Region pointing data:
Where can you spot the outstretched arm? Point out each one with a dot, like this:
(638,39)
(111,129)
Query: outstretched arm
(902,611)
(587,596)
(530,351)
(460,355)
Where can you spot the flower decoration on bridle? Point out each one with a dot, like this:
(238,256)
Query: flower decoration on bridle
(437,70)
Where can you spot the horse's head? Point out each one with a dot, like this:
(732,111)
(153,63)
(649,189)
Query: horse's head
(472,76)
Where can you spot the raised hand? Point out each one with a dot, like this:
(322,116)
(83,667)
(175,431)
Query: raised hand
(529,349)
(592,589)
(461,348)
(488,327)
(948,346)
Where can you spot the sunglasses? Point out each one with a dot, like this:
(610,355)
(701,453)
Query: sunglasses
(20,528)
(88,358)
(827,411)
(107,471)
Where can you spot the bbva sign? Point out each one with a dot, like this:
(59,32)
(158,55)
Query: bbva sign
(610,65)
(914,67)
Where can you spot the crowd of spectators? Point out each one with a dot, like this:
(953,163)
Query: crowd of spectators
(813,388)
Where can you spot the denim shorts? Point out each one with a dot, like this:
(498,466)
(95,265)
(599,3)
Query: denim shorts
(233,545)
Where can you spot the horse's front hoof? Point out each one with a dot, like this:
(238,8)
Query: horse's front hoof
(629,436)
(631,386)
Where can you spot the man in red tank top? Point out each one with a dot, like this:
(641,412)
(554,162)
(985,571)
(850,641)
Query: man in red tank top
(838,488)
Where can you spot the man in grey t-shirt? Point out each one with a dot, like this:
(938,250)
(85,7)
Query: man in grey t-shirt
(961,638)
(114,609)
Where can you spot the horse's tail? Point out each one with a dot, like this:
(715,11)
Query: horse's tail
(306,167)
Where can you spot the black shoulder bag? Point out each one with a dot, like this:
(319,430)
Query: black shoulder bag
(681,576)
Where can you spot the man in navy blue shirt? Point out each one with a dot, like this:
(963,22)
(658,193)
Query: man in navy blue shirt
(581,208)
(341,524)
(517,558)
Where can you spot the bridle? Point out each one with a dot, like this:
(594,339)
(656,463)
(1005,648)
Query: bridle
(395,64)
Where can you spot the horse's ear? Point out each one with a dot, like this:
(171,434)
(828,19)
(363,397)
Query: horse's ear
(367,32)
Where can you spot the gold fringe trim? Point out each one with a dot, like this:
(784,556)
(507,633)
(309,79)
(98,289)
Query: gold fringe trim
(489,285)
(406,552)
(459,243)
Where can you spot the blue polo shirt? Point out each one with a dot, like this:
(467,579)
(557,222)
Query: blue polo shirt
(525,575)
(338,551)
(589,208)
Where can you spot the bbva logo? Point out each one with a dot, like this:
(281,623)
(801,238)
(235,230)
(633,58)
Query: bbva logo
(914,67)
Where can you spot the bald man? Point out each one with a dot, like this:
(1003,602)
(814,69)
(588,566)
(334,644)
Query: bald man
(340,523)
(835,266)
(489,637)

◆ Goal of the exercise: Could you write out the full data verbatim?

◆ Answer:
Where can you spot the outstretched arm? Point out each one with a dot, like this:
(638,39)
(111,129)
Query: outstretched arm
(902,611)
(587,596)
(530,351)
(460,355)
Where can you spot the flower decoration on bridle? Point out each one with a dot, like this:
(238,256)
Query: flower decoration on bridle
(437,70)
Where can you spot the horse's head? Point out each one with a dot, like this:
(732,111)
(153,63)
(649,189)
Query: horse's head
(472,76)
Where can you spot the raised hand? Point out each one with a dot, like this:
(322,116)
(83,667)
(175,431)
Query: raised hand
(529,349)
(592,589)
(461,348)
(488,327)
(948,346)
Where can you spot the sunglasses? Point out each one with a dot, like this:
(610,355)
(701,453)
Query: sunglasses
(20,528)
(88,358)
(827,411)
(107,471)
Where can you spot the bbva sign? Point out each one with a dot, like this:
(59,32)
(158,55)
Query: bbva sign
(610,65)
(914,67)
Where can you spot the crowd of spectators? Point out each one with a dot, like this:
(953,163)
Query: crowd of spectators
(813,388)
Where can you spot the denim shorts? Point out each one with a dot, like this:
(498,466)
(95,265)
(599,3)
Query: denim shorts
(233,545)
Where can you spot the horse's front hoof? Point out each one with a dot, like this:
(238,8)
Query: horse's front hoof
(629,436)
(631,386)
Where can you spot the man in red tank top? Point out each one with a dot, like this:
(641,412)
(554,162)
(985,571)
(850,641)
Query: man in red tank top
(838,488)
Where can you spot the man in grey t-shirt? Point out each one with a dot, like this:
(938,250)
(85,7)
Query: man in grey t-shirt
(961,638)
(114,609)
Where can you spot the horse's tail? Point out each one with a dot, like this:
(715,11)
Query: horse's tail
(306,167)
Where can you spot the black shoulder bag? Point out each one with a dot, like this:
(319,430)
Query: black shoulder bag
(681,576)
Where can you spot the man in navy blue shirt? Point out each one with a dot, like this:
(963,22)
(658,193)
Query: man in navy blue shirt
(581,208)
(341,524)
(517,558)
Where can you spot the bridle? Point out each one with a dot, like this:
(594,339)
(656,463)
(1005,648)
Query: bridle
(395,64)
Where can you spot the horse's ear? Point out each one with a dot, like this:
(171,434)
(828,19)
(363,397)
Query: horse's ear
(367,32)
Where can you spot the gold fringe trim? Point out each one with a dot, like this:
(784,556)
(507,633)
(309,79)
(98,289)
Query: gold fringe trim
(489,285)
(406,552)
(459,243)
Where can you spot the blue polo shirt? Point out each one with a dot, like this:
(467,579)
(557,222)
Query: blue polo shirt
(525,575)
(338,551)
(589,208)
Where can you spot the bbva logo? Point out each one with a dot, like this:
(281,623)
(801,238)
(235,230)
(633,58)
Query: bbva logo
(914,67)
Where can you spot the bald man? Point out each one with a dot, like this:
(1003,602)
(814,69)
(588,566)
(334,644)
Query: bald man
(340,523)
(835,266)
(489,637)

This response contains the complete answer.